◆ WHAT TO PRODUCE: Are you able to quote each entry exactly as written?

GIVEN INFORMATION Block Start

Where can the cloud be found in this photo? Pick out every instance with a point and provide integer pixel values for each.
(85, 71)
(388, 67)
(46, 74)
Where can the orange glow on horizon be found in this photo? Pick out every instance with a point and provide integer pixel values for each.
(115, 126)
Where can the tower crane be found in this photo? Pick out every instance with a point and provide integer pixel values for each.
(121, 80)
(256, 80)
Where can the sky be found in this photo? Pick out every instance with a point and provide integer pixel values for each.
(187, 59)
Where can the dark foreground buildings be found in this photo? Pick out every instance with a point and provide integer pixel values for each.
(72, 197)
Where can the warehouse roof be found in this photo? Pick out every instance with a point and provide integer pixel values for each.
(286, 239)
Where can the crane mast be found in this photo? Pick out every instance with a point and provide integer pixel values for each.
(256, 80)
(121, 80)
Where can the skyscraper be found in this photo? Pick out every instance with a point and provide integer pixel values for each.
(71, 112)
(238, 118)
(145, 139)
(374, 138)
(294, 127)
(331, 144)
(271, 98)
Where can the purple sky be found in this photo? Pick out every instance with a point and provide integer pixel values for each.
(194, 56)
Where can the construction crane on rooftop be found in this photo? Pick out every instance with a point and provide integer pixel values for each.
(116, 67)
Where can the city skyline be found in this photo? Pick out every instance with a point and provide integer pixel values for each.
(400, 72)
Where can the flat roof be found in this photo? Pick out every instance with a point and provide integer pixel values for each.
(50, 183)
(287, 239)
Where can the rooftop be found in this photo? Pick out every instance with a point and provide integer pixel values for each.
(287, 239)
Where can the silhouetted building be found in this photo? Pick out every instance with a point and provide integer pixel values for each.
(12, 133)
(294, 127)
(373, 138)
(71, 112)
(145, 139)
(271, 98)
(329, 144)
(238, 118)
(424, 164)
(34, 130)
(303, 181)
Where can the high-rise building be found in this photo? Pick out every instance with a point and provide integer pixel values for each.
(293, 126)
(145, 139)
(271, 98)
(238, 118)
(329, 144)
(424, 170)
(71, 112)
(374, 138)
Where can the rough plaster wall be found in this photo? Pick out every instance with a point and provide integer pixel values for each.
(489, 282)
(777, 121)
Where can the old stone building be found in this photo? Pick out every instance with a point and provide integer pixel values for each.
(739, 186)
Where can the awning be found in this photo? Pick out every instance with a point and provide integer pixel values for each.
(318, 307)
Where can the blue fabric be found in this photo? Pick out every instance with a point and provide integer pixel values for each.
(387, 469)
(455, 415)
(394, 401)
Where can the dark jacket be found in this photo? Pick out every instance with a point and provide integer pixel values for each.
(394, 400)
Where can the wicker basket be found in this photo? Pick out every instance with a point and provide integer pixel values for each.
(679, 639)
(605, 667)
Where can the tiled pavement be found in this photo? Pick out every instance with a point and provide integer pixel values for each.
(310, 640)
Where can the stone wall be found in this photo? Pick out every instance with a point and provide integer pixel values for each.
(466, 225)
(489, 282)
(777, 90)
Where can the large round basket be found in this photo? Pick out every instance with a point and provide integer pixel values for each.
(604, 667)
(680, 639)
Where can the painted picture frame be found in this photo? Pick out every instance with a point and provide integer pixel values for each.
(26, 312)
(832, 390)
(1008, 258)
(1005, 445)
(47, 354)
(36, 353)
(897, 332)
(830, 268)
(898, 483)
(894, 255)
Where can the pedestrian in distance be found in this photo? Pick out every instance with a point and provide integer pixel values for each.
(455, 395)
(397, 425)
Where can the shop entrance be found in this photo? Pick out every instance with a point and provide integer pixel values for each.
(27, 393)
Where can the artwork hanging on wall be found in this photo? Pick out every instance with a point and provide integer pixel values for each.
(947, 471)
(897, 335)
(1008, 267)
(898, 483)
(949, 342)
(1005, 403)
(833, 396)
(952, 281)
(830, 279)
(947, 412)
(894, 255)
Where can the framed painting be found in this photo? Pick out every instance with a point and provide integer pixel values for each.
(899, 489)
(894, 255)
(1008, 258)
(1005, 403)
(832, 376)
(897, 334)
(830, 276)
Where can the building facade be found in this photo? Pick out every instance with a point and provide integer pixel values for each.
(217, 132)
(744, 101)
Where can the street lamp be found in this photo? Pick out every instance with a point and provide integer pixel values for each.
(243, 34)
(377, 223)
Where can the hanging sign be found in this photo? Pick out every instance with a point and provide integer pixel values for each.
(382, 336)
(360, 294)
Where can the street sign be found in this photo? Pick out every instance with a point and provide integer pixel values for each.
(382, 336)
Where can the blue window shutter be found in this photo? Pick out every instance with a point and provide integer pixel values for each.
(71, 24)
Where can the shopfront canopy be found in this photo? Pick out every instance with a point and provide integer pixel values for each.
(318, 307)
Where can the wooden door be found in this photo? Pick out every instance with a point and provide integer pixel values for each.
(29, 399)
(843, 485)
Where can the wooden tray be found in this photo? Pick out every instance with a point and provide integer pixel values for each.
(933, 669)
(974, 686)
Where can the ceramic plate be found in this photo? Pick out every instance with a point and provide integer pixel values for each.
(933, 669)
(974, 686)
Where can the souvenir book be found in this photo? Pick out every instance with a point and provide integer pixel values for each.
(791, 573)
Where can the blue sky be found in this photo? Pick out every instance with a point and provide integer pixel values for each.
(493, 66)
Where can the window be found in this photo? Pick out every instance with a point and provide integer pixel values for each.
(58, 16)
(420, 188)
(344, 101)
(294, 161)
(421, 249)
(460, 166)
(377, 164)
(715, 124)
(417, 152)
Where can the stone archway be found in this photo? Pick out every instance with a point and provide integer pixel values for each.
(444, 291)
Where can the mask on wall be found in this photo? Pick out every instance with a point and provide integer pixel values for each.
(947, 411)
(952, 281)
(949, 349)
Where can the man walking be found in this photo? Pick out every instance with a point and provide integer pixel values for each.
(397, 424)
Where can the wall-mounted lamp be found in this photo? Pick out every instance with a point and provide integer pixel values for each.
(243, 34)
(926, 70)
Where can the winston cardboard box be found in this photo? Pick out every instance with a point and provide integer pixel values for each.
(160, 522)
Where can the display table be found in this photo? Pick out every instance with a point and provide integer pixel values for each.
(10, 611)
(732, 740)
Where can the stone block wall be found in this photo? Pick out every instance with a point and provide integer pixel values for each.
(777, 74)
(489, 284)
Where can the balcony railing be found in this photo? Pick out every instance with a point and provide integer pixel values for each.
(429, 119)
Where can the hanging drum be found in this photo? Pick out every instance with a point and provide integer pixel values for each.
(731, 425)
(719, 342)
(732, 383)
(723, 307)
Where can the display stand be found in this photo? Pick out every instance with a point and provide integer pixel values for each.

GIVEN INFORMATION Block End

◆ ANSWER SECTION:
Where can the cloud be found in this photo? Pick out every instance with a point and provide integer pixel values for each.
(85, 71)
(388, 67)
(46, 74)
Where can the orange glow on horizon be found in this photo? Pick out every instance with a point and provide integer pixel values for each.
(115, 126)
Where can the tower crane be found in this photo? Pick out every instance with a point and provide integer pixel values for each.
(121, 80)
(256, 80)
Where can the sky be found in this photo? Pick out every instance with a point and provide integer pixel values for each.
(187, 59)
Where can the dark foreground buildings be found in this photo? Pick out every instance with a point and provide integer pixel values for each.
(72, 197)
Where can the warehouse roof be found in this photo? Pick out every instance with a point and provide integer pixel values for each.
(286, 239)
Where can the crane mast be found in this photo? Pick out every instance with a point and provide integer pixel values for each.
(256, 80)
(121, 80)
Where can the skyscraper be found in this photo? Pick out every instance with a point and provide integer pixel values for each.
(71, 112)
(238, 118)
(145, 139)
(374, 138)
(294, 127)
(331, 144)
(271, 98)
Where can the purple sky be found in this photo? Pick out every instance with a point and provide integer pixel values for each.
(194, 56)
Where can the construction crane on rooftop be found in this photo? Pick out every instance with a point and provide integer pixel values for each.
(116, 67)
Where can the city skyline be found in this photo? Pick out every instance with a point and provide integer pixel values for each.
(400, 72)
Where can the flat roof be found in this photo? Pick out every instance with a point and provide integer pixel values for each.
(50, 183)
(287, 239)
Where can the rooftop be found in this photo? Pick out every instance with a point and provide integer pixel values for each.
(287, 239)
Where can the silhouetted building be found in this photo? Pick out every instance with a point and provide integer pixel values for each.
(12, 133)
(294, 127)
(373, 138)
(71, 112)
(145, 139)
(271, 98)
(329, 144)
(238, 118)
(424, 164)
(34, 130)
(303, 181)
Where can the high-rise building be found in this photo? Pick out every instance with a point and provide integer pixel values for each.
(293, 126)
(145, 139)
(271, 98)
(238, 118)
(329, 144)
(424, 170)
(71, 112)
(374, 138)
Where can the rough plaster wall be found in this photo? Pick out every instance with a point and provide integer pixel values for each.
(489, 282)
(777, 121)
Where can the old stone building be found in this photo? Pick out every instance with a point and provide integer pixel values for each.
(739, 186)
Where can the awning be found in this photo? Pick out every instance with a point and provide integer pixel values for each.
(318, 307)
Where can the blue fabric be found in this photo? Pick out every instance with a point and provide integer pixel values for each.
(387, 469)
(455, 415)
(394, 401)
Where can the dark jacket be found in this photo? Pick out every instance with a point and provide integer pixel values for each.
(394, 400)
Where can the wicker basket be found in this photo? Pick out every instance with a point and provide integer pixel values for each.
(679, 639)
(605, 667)
Where can the tiled pavement be found in this photo? Pick out every instance with a point and provide integer pixel values for each.
(310, 640)
Where can the stone wall be found in this photo? Pick out every instance with a point and provide integer pixel values for each.
(466, 225)
(489, 282)
(777, 90)
Where can the large round basket be found in this photo? Pick out every instance with a point and provide integer pixel values for each.
(604, 667)
(680, 639)
Where can the painted picture frame be found in this photo? Pick out every instance with a point and provide integer pixel values for each.
(26, 312)
(832, 390)
(1008, 258)
(1005, 445)
(47, 354)
(36, 353)
(897, 332)
(830, 268)
(898, 483)
(894, 255)
Where can the pedestrian in distance be found in this photo? Pick out every instance with a point and provide integer pixel values for each.
(455, 395)
(397, 425)
Where can the shop entrance be found in this photo? Pick out every instance with a point and provide integer pixel values for each.
(27, 393)
Where can the artwork hanging on wall be found in this photo? Pick out every instance with a point and provide integer pixel values for each.
(947, 471)
(897, 335)
(1008, 267)
(898, 483)
(949, 342)
(1005, 403)
(833, 396)
(952, 281)
(830, 279)
(947, 412)
(894, 255)
Where can the framed painting be found in this photo? Pick out every instance with a point and provide integer pixel values for each.
(899, 489)
(894, 255)
(1008, 258)
(1005, 403)
(832, 376)
(897, 334)
(830, 276)
Where can the building facade be found in this photo? Pick out every instance with a point and provide integer pixel values for each.
(217, 132)
(744, 101)
Where can the street lamp be found in this photo? Pick out every instance with a point and provide integer pixel values for each.
(243, 34)
(377, 223)
Where can the hanging sign be found in this photo? Pick out every instance with a point and provide integer pixel values for each.
(382, 336)
(360, 294)
Where can the street sign be found in this photo? Pick out every instance with a point and provide integer pixel values for each.
(382, 336)
Where can the blue window shutter be found in this photo? Pick out every instance with a point and provide integer pixel values for each.
(71, 24)
Where can the shopfront canopy be found in this photo? Pick out every instance with a point and provide integer pixel values for each.
(318, 307)
Where can the wooden door be found in this photo? Pick out every instance with a point and provide integer pixel values for each.
(29, 399)
(843, 485)
Where can the wooden tray be found in this photo? Pick out every instance with a point and provide integer pixel values for each.
(933, 669)
(974, 686)
Where can the ceramic plate be found in this photo? Pick out every instance with a point and provide integer pixel values for each.
(933, 669)
(974, 686)
Where can the souvenir book be found in this photo? Pick out every instance with a point and provide integer pixel values for each.
(791, 573)
Where can the blue sky be found in this photo? Pick out every instance with a point and provide integer pixel values for each.
(493, 66)
Where can the window be found in this photo? Pick out every instance with a point and provide integer pixel values for each.
(58, 16)
(420, 188)
(344, 101)
(294, 161)
(421, 249)
(460, 166)
(377, 164)
(715, 124)
(417, 152)
Where can the stone archway be found in this photo? Pick out every instance with a point and provide integer pixel values for each.
(444, 291)
Where can the mask on wall be found in this photo? Pick out every instance with a point and provide integer pixel values for each.
(947, 411)
(952, 281)
(949, 349)
Where can the man walking be found in this photo? Pick out every instance with a point and provide integer pixel values for each.
(397, 424)
Where can the wall-mounted lamp be found in this photo? Pick out every instance with a point and provide integer pixel values for each.
(243, 34)
(926, 70)
Where can the winston cardboard box be found in this photo? Pick out every instance with a point and provide integer pixel values for each.
(160, 522)
Where can the display table be found in this photo? Pick out every instance with a point and provide integer pixel values for each.
(10, 611)
(732, 740)
Where can the stone block wall be found in this photo? Pick out every instance with a point and provide integer pixel values for each.
(777, 74)
(489, 284)
Where can the balcony railing be found in this photo? Pick out every instance with a point and provide integer pixel values for each.
(429, 119)
Where can the hanging drum be found in this photo? Pick out every instance with a point and provide integer pixel values for each.
(731, 425)
(719, 342)
(732, 383)
(723, 307)
Where can the display stand be found in this photo? Pick out every instance with a point and provide integer pixel values for each.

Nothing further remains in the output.